• **WHAT IS EXPECTED**:
The expected output is each line below containing "hooded", copied in full.

• **GIVEN RECORDS**:

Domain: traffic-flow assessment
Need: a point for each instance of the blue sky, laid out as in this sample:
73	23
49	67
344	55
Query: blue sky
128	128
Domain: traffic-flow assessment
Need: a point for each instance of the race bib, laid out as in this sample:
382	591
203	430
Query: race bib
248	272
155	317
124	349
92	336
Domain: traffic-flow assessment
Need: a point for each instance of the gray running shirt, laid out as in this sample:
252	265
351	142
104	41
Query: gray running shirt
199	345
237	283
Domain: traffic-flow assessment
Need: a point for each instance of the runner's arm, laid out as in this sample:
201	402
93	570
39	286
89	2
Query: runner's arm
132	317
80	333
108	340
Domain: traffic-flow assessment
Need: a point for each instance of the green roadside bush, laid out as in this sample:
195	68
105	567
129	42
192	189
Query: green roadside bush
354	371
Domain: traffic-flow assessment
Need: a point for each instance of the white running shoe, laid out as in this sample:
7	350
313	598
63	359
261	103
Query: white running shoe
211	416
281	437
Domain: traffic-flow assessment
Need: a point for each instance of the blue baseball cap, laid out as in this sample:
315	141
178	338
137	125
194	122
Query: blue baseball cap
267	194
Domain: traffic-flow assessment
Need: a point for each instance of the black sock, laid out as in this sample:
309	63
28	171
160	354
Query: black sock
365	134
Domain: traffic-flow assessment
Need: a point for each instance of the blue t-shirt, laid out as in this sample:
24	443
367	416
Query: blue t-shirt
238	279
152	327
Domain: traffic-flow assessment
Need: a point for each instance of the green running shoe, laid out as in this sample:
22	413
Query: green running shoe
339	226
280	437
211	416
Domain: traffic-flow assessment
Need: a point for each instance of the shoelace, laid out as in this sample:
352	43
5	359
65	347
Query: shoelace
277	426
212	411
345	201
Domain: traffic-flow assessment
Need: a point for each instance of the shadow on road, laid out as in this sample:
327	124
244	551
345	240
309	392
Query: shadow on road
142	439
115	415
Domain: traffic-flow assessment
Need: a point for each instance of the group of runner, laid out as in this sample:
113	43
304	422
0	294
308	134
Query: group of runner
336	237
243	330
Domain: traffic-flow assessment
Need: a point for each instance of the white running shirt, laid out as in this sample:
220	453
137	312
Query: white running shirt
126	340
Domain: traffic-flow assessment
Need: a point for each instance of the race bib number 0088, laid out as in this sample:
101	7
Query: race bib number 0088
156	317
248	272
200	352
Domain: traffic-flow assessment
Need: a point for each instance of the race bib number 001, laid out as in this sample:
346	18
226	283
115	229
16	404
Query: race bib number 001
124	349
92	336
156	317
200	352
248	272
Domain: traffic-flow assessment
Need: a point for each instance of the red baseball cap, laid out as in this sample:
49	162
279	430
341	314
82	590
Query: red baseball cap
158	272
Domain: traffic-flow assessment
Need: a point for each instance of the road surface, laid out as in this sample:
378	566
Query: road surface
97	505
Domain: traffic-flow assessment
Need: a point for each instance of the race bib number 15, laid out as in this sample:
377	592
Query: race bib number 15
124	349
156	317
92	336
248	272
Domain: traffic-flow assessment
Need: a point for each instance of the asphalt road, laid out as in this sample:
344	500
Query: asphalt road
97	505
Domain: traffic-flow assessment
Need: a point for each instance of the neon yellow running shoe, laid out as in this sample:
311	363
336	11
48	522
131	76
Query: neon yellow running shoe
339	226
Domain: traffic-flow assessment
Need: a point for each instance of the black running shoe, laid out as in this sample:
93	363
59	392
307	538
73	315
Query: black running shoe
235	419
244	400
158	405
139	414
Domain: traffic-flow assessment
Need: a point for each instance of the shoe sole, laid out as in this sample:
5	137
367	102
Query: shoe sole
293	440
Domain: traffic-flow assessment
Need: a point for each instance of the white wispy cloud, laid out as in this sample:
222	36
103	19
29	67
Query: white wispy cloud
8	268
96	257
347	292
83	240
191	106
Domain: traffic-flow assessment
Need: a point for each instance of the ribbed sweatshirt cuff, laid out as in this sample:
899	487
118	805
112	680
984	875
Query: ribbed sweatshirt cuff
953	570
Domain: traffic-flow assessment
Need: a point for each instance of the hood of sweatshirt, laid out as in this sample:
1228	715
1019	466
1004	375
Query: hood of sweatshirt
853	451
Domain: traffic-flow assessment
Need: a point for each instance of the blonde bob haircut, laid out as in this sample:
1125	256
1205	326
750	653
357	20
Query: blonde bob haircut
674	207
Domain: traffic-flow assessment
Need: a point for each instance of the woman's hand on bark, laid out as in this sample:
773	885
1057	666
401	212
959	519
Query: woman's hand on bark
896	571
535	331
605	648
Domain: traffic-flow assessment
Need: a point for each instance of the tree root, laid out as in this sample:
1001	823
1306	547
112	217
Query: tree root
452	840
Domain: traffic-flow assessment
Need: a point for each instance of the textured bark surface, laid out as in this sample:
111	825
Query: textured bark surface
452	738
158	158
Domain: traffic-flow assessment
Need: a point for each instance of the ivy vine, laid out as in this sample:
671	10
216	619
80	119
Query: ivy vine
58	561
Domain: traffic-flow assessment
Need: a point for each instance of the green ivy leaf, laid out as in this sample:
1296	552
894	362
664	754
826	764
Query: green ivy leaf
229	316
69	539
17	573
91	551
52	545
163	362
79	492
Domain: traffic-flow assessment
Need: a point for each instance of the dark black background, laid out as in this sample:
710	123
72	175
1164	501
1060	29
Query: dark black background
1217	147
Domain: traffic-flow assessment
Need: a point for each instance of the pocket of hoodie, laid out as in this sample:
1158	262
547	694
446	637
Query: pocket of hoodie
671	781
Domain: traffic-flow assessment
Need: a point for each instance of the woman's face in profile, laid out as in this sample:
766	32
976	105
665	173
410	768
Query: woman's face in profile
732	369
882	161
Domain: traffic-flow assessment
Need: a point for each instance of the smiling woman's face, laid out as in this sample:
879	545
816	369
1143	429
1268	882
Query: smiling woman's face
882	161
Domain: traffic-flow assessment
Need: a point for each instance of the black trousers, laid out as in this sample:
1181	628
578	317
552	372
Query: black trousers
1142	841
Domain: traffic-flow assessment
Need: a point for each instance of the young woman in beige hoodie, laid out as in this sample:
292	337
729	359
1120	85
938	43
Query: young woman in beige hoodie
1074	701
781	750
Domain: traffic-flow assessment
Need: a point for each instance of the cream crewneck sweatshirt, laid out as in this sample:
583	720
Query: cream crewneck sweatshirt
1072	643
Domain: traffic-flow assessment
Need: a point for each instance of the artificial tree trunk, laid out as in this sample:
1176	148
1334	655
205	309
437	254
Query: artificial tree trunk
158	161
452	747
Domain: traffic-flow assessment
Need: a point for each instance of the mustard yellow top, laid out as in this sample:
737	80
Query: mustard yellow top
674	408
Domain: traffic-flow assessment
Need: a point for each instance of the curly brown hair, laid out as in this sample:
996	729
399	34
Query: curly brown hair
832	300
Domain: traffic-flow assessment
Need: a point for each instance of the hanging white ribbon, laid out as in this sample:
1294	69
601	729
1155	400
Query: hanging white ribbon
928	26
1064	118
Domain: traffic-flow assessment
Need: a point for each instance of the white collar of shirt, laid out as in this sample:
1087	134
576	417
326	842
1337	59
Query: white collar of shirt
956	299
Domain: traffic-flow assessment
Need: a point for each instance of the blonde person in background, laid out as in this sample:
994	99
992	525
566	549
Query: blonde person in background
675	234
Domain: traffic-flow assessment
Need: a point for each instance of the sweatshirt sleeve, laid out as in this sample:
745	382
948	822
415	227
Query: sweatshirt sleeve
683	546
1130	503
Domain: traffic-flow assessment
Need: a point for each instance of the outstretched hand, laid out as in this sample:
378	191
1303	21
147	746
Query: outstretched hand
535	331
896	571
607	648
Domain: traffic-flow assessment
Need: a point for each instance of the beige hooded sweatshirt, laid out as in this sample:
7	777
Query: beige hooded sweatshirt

...

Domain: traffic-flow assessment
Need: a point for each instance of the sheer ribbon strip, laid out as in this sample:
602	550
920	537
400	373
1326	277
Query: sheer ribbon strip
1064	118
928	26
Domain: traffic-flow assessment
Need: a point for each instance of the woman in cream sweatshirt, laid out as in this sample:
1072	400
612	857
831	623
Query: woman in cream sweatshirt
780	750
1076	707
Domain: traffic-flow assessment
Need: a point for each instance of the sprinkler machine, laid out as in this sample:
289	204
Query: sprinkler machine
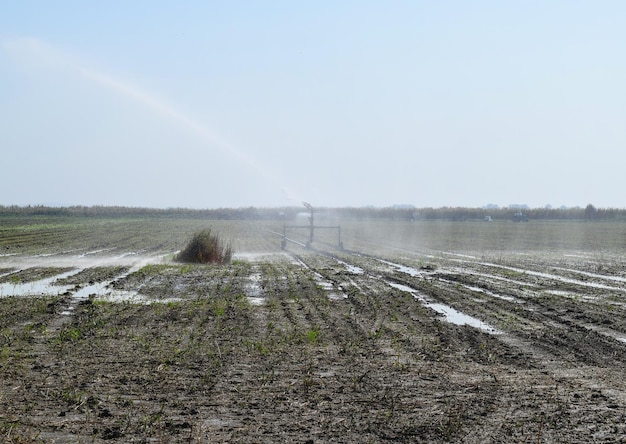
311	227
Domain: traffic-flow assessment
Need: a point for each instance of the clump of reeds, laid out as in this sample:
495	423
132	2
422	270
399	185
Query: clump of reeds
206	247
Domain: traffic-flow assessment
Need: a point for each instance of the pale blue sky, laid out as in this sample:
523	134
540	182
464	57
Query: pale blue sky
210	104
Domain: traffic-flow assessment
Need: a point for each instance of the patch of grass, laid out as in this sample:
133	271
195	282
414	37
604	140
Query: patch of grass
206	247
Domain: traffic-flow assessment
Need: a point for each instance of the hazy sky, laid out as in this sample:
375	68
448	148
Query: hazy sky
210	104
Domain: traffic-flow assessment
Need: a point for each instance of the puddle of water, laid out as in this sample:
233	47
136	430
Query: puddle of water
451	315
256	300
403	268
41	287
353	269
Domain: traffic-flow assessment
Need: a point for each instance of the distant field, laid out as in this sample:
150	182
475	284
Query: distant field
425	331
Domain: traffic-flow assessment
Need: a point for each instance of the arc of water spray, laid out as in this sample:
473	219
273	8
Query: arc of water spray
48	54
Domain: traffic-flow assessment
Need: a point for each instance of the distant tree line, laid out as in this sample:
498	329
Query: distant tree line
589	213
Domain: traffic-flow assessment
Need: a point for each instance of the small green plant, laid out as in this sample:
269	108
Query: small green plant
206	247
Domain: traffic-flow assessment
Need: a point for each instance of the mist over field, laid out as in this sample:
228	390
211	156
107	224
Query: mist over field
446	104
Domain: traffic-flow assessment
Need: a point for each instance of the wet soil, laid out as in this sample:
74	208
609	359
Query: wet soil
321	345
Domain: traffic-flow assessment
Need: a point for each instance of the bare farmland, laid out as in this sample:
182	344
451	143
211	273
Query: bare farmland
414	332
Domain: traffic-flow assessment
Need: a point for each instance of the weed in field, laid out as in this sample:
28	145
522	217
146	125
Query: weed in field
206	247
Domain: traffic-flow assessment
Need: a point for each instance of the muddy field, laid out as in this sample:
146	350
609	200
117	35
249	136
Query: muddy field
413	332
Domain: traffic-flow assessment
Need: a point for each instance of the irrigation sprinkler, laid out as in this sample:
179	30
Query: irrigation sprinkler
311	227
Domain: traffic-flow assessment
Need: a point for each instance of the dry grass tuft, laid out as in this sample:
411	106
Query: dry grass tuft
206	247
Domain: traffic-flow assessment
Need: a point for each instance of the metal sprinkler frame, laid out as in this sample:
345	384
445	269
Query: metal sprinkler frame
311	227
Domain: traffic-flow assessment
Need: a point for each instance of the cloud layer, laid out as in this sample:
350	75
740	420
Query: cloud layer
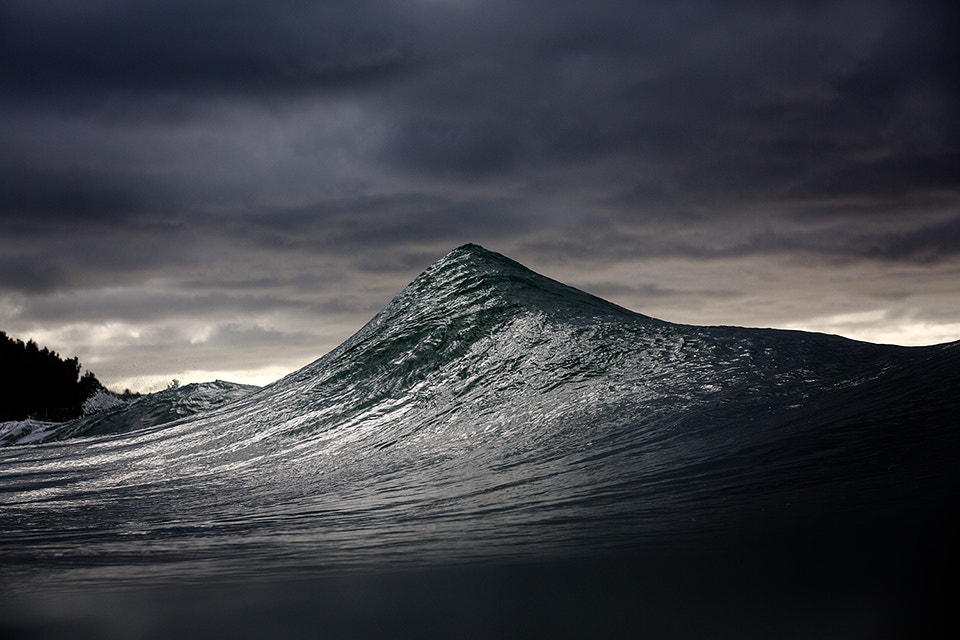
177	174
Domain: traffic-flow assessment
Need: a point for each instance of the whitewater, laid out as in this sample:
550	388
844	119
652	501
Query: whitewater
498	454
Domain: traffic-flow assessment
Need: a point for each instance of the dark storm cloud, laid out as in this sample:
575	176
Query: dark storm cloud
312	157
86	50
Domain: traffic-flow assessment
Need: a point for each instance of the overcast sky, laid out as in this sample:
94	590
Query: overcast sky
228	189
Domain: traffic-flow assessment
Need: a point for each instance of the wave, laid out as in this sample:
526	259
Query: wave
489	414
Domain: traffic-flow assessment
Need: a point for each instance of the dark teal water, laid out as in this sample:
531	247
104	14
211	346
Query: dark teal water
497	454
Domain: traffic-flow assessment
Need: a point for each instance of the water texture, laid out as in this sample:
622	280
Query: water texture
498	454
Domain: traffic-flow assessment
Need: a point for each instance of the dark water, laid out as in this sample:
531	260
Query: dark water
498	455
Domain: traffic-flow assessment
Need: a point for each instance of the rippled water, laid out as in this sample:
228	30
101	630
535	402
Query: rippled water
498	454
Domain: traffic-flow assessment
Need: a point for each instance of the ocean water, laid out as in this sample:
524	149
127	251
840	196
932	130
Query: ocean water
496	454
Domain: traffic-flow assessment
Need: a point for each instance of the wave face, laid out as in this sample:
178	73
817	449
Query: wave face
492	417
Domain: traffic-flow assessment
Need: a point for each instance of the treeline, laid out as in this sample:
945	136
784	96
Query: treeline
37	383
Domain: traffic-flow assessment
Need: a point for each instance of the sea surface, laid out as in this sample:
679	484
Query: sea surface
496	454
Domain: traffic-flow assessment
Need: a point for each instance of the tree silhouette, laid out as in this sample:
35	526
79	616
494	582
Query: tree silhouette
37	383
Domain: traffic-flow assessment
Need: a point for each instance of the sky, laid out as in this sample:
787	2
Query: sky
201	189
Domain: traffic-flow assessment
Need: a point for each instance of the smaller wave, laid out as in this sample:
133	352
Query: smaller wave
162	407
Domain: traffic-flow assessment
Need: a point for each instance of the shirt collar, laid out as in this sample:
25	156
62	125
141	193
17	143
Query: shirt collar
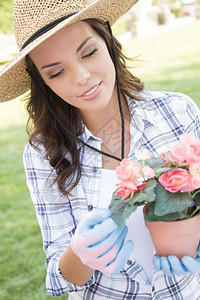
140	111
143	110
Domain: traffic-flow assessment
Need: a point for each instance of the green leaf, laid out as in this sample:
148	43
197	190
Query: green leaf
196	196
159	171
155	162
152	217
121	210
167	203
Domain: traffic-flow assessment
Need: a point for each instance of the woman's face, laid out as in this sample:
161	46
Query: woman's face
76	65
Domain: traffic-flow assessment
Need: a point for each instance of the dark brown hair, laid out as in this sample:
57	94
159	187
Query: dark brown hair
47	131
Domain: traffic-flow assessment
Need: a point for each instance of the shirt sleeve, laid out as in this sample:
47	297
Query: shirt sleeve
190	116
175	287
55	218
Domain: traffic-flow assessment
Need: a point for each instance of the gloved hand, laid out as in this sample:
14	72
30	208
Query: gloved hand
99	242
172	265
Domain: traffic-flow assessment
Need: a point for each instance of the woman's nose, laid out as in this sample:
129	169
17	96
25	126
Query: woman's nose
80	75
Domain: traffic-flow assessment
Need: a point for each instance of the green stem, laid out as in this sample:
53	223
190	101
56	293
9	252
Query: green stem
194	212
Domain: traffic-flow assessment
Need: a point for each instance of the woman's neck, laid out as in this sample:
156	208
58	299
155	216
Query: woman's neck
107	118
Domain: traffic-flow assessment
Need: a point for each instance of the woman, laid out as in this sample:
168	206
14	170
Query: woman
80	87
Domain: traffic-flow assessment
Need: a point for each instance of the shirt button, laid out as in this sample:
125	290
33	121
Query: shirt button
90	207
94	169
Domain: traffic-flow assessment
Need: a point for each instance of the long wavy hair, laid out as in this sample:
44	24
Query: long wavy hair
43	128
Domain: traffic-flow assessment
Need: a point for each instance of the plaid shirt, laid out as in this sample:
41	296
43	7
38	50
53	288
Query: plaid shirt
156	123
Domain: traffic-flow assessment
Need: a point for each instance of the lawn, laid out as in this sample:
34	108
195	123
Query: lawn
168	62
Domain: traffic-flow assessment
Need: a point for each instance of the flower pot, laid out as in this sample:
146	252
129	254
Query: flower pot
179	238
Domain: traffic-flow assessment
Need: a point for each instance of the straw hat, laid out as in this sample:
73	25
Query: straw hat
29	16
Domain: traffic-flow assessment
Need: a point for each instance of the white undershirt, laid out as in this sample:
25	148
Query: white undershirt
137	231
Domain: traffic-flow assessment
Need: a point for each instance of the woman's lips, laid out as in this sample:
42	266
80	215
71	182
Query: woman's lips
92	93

* * *

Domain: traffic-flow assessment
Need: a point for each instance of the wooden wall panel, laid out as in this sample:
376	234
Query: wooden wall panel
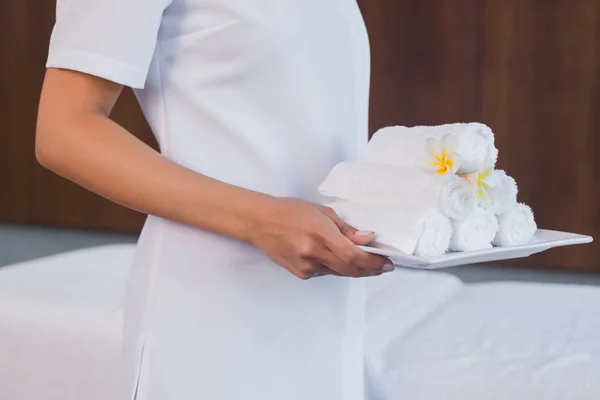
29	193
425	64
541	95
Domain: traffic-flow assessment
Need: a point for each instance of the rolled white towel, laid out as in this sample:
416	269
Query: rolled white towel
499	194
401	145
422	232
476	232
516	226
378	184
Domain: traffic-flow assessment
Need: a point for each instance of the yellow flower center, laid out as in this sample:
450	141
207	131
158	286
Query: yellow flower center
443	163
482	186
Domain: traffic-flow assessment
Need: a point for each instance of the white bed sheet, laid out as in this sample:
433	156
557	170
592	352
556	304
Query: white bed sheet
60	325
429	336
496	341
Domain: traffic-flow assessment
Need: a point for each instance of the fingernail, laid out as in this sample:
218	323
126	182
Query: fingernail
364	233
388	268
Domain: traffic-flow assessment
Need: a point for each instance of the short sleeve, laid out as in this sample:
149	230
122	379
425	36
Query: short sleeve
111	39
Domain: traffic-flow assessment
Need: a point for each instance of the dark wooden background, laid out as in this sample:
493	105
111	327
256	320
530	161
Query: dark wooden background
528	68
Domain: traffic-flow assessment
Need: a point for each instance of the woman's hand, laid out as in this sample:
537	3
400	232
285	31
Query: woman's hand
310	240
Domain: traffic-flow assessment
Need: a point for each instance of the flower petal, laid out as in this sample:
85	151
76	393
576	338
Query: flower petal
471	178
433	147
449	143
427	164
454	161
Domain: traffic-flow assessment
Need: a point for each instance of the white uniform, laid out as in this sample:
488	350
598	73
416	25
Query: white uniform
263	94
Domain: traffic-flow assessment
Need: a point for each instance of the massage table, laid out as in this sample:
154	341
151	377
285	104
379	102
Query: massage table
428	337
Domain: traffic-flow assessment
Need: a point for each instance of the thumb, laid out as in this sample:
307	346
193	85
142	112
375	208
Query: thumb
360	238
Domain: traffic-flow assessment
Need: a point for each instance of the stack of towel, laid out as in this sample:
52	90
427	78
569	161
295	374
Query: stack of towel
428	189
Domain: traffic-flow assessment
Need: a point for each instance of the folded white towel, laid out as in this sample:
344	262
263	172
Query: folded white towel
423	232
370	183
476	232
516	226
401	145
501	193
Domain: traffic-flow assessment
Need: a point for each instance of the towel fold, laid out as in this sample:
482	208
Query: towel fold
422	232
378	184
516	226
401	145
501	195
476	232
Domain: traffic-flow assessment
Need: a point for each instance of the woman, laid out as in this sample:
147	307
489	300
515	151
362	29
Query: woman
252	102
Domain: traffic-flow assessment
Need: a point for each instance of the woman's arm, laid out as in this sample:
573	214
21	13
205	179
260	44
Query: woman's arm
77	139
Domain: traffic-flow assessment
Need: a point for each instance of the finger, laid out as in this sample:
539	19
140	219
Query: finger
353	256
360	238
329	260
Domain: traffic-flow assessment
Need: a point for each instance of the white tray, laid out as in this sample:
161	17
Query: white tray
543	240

• **RESPONSE FOR THIS EXERCISE**:
Need: a point for each instance of the beige hooded sweatshirt, laid out as in this sample:
Query: beige hooded sweatshirt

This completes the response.